> _Exercise instructions_
Extract from the items below each line that contains the word "uniform".

**** Listed entries

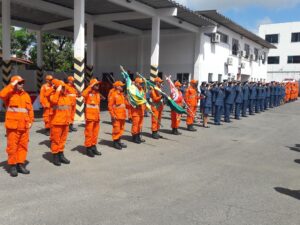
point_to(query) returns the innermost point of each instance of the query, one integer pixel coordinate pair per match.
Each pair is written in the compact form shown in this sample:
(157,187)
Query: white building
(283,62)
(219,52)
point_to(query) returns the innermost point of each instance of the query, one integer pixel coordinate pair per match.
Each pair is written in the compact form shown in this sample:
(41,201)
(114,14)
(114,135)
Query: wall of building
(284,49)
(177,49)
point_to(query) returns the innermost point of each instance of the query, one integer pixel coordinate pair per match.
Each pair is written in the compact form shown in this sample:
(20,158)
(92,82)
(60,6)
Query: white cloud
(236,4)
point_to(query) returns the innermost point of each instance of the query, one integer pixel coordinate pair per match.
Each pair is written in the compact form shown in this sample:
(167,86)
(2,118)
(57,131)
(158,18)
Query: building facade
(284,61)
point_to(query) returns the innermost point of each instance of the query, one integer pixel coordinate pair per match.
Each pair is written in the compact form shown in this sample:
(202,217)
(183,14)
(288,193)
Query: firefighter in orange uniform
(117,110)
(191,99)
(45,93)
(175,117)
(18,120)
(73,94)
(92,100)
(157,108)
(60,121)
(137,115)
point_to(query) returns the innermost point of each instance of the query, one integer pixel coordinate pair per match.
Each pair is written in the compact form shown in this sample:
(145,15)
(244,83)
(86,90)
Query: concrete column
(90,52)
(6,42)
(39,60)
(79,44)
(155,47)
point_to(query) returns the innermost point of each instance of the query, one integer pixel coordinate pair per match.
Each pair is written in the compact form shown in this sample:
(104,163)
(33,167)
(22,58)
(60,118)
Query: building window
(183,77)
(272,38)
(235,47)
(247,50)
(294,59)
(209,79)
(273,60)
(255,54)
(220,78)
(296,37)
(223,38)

********
**** Listed entries

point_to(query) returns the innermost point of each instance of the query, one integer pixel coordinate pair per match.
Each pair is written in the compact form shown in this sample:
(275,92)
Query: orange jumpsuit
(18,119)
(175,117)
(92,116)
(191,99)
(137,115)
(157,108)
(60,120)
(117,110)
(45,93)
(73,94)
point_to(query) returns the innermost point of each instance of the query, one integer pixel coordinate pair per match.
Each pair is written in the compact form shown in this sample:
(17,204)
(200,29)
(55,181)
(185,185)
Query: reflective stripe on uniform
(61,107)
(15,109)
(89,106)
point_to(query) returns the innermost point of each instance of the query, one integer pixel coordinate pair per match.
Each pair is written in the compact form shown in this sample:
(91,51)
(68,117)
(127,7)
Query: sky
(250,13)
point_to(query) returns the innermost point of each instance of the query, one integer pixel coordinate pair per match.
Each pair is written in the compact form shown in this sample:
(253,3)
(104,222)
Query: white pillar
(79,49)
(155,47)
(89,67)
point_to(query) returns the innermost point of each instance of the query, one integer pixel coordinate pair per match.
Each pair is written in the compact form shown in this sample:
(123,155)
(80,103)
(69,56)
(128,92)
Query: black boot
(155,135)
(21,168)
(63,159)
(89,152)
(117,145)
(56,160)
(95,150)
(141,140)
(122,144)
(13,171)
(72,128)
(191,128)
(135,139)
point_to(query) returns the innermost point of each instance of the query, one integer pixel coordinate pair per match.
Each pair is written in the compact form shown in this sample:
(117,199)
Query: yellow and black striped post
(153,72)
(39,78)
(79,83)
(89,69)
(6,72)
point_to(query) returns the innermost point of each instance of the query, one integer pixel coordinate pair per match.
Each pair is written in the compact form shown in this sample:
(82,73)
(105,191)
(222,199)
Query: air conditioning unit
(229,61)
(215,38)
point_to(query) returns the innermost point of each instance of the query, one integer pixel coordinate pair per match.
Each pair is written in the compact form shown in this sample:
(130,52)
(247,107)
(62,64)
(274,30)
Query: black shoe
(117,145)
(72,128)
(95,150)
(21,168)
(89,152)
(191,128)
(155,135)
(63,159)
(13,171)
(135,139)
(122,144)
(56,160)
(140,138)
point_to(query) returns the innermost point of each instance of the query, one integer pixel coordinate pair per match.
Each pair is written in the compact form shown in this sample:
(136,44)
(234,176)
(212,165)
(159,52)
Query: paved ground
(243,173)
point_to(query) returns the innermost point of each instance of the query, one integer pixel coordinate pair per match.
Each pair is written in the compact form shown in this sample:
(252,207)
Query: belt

********
**** Listed entries

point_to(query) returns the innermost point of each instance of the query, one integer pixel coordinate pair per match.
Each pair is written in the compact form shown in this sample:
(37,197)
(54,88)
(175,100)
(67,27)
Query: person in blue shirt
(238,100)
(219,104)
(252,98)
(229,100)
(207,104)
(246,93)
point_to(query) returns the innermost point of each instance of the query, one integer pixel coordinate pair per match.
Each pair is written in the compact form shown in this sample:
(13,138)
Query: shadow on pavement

********

> _Output of the exercise_
Query: firefighter in orange uniform
Query: reflective stripe on uniform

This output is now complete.